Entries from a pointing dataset
• • • •

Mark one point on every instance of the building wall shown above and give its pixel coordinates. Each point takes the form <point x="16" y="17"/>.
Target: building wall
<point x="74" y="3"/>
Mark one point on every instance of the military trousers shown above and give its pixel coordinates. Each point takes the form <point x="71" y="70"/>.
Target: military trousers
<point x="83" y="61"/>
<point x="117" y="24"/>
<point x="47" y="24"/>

• • • •

STATED TASK:
Switch every "Target" in the listing to "Label", keeping everything else unchanged.

ANSWER TO THE PROBLEM:
Mark one point on every instance of the building wall shown above and give its pixel coordinates. Each point takes the form <point x="16" y="17"/>.
Label: building wall
<point x="74" y="3"/>
Mark one point on every instance of the military trousers shown above and give its pixel coordinates. Each point takes the form <point x="71" y="70"/>.
Label: military trousers
<point x="83" y="61"/>
<point x="117" y="24"/>
<point x="47" y="24"/>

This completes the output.